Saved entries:
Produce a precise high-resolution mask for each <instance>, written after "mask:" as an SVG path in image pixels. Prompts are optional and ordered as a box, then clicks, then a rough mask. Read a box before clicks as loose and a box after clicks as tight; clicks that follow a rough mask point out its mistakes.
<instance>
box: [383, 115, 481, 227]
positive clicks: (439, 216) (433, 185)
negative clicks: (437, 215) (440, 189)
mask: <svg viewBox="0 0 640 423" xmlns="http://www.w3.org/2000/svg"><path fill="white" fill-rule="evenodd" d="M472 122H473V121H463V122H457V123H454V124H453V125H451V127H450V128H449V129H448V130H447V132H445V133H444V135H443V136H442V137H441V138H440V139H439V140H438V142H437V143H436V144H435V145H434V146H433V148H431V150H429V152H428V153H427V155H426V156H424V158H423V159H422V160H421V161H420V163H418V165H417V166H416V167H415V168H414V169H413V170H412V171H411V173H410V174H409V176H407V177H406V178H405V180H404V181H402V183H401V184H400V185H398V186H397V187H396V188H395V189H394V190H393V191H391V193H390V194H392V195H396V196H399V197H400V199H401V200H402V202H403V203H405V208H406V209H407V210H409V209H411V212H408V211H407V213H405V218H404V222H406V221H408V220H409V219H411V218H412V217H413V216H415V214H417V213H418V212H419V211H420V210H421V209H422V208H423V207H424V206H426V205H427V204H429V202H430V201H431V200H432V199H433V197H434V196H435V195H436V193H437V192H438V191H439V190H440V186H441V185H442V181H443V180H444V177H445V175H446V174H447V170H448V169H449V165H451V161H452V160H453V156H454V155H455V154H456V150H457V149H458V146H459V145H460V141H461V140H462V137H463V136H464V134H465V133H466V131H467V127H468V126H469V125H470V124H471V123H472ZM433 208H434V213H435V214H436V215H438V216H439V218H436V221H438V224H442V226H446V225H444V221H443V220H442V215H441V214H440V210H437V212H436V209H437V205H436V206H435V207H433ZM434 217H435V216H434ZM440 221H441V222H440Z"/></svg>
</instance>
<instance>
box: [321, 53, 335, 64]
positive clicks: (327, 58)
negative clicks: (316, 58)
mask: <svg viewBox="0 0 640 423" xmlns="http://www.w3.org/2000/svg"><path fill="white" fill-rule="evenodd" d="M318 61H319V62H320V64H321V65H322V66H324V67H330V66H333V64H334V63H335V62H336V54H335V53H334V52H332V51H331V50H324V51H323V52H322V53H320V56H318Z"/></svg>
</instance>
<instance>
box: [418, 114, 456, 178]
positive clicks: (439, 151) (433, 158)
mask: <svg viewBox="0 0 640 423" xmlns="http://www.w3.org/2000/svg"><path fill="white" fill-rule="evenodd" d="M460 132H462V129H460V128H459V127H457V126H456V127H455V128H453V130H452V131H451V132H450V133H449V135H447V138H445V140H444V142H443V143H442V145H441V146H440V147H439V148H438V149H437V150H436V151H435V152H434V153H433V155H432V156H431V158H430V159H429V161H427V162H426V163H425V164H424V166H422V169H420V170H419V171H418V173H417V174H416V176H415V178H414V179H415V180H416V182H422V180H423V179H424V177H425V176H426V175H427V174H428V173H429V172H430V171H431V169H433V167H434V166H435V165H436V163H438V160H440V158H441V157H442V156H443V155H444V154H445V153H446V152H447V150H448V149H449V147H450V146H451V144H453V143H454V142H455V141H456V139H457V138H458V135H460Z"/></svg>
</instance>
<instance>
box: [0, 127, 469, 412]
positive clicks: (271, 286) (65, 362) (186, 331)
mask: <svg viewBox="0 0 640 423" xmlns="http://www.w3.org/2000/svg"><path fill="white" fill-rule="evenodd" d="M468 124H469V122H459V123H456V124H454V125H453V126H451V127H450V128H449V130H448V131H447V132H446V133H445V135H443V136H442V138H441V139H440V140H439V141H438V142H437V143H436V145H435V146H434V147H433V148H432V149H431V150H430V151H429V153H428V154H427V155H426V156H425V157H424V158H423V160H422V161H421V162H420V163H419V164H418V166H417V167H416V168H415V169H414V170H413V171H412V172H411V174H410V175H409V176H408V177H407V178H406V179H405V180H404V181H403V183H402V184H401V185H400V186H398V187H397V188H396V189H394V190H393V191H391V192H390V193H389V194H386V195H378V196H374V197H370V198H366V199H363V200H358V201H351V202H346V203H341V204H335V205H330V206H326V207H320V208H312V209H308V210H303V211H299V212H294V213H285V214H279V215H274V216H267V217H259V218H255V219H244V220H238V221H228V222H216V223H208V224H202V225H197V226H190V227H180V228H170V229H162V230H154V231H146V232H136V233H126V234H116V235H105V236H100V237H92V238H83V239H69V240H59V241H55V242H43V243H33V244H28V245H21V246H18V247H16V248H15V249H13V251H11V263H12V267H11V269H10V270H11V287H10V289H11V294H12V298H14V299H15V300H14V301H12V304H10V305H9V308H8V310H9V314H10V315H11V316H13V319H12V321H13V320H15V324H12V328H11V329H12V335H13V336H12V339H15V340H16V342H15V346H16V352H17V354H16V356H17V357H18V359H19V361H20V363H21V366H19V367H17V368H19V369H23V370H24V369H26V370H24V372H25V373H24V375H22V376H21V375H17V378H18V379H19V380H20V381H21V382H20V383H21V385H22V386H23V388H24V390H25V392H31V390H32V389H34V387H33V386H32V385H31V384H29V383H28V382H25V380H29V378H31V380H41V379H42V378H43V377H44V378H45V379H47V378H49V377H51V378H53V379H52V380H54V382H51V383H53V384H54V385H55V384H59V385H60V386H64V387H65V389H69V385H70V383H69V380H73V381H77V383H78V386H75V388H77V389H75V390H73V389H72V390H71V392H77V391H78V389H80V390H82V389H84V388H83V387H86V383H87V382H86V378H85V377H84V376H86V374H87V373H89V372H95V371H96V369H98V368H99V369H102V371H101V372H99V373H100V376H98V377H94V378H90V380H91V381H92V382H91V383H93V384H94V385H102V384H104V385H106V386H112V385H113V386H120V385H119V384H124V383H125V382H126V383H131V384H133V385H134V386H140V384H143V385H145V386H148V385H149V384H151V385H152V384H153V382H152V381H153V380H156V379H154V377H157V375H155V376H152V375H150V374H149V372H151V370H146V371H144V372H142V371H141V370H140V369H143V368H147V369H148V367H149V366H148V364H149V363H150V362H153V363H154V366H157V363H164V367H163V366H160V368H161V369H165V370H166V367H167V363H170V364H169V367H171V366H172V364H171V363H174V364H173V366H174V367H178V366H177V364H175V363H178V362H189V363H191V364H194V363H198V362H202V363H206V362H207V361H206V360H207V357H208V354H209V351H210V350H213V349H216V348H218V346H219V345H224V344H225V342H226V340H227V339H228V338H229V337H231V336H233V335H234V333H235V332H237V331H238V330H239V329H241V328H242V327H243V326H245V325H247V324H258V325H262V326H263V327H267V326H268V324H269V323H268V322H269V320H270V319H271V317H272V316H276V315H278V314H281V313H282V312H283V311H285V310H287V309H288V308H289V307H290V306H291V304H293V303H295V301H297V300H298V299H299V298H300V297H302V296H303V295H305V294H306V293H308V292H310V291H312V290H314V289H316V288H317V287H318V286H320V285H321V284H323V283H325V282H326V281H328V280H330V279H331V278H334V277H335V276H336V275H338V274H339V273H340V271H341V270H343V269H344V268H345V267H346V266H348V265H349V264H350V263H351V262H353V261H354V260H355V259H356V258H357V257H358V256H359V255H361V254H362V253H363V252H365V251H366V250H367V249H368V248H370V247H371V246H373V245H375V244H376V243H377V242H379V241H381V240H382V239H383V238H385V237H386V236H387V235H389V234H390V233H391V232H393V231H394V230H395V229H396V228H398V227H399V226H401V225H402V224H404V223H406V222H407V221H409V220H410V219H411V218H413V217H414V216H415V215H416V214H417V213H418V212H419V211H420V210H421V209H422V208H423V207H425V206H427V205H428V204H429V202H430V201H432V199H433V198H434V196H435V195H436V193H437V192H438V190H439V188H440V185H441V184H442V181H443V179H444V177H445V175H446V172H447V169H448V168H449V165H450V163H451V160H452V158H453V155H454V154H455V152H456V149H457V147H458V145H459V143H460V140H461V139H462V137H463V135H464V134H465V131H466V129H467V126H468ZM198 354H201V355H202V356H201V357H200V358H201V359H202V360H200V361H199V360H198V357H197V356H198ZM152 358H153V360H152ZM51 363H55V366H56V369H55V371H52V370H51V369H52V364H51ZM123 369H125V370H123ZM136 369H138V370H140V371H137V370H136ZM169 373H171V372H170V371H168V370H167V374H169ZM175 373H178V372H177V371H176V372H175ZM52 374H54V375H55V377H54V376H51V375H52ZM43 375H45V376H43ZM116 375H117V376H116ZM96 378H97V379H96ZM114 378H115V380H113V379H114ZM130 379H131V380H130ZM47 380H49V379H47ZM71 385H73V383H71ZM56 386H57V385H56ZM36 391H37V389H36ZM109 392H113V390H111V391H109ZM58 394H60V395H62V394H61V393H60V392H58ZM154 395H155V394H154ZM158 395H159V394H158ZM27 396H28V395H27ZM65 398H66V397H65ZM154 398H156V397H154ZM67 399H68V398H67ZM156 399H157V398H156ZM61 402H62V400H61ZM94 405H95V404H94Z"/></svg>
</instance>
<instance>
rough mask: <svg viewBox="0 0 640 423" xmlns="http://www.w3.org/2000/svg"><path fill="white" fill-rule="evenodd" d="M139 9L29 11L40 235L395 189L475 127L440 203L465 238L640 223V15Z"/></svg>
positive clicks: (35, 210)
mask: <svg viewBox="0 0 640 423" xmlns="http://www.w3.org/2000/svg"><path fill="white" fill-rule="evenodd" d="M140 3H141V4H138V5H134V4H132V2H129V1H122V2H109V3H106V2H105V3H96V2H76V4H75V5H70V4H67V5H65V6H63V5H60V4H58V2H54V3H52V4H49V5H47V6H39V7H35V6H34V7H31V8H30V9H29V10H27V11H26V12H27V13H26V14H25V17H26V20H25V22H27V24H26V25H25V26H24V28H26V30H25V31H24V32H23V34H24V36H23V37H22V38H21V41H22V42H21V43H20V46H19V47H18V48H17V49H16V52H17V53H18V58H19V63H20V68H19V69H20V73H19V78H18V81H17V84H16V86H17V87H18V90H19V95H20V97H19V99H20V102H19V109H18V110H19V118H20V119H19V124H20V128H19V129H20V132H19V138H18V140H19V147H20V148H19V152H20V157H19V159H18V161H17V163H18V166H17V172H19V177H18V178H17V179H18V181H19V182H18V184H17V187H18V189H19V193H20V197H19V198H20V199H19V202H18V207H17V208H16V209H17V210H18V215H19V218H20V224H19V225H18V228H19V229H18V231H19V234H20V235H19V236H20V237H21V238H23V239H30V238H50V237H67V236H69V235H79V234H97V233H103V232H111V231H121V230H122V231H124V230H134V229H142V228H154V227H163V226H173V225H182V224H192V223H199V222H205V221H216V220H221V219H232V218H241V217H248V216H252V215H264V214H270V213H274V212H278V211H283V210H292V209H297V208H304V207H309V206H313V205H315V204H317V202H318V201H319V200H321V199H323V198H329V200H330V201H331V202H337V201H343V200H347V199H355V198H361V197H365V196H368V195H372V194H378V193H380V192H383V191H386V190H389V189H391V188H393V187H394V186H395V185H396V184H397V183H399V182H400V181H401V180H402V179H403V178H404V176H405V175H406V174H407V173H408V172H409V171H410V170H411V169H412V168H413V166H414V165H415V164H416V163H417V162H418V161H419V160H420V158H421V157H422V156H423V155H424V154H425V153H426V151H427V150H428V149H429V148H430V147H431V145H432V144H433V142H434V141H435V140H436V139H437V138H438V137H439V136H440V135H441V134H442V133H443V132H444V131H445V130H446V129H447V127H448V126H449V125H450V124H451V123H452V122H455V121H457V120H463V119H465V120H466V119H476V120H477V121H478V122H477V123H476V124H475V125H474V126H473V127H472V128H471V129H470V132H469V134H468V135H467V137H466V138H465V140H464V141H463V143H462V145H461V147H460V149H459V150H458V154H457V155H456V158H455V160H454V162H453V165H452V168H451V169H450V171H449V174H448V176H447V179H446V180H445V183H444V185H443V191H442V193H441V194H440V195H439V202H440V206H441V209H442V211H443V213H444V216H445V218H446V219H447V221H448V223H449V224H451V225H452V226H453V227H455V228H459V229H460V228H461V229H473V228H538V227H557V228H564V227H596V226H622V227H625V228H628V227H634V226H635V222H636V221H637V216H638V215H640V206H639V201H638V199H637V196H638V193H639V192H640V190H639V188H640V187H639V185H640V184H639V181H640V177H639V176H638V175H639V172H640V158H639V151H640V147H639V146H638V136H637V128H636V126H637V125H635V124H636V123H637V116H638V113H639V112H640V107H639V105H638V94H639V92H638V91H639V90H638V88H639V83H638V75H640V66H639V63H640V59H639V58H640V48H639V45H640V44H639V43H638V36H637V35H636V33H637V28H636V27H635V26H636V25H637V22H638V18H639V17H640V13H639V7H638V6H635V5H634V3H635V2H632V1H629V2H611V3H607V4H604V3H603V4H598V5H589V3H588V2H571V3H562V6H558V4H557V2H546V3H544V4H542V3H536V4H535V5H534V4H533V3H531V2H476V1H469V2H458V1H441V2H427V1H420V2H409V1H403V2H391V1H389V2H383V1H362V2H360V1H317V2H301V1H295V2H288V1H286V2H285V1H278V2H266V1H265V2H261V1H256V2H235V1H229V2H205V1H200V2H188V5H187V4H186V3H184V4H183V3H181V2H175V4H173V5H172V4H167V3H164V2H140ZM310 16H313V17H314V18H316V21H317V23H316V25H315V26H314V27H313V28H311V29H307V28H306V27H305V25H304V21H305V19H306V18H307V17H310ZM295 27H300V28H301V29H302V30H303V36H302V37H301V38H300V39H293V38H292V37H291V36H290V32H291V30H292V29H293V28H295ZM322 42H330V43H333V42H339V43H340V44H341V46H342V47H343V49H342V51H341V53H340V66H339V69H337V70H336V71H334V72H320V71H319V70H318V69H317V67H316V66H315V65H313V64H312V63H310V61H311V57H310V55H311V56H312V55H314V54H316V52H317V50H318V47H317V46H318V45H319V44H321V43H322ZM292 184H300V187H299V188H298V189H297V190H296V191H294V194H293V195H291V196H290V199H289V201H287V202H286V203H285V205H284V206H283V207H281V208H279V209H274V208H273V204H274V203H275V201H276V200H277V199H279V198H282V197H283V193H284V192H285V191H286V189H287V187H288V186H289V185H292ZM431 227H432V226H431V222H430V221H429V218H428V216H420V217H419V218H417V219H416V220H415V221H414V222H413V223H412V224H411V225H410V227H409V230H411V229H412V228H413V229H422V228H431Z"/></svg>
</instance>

#### EXERCISE REQUIREMENTS:
Return only the part of the records above that opens with the line containing "box: [383, 115, 481, 227]" and closes with the line containing "positive clicks: (439, 216) (433, 185)", ends included.

#### THE ANSWER:
box: [383, 115, 481, 227]
positive clicks: (439, 216) (433, 185)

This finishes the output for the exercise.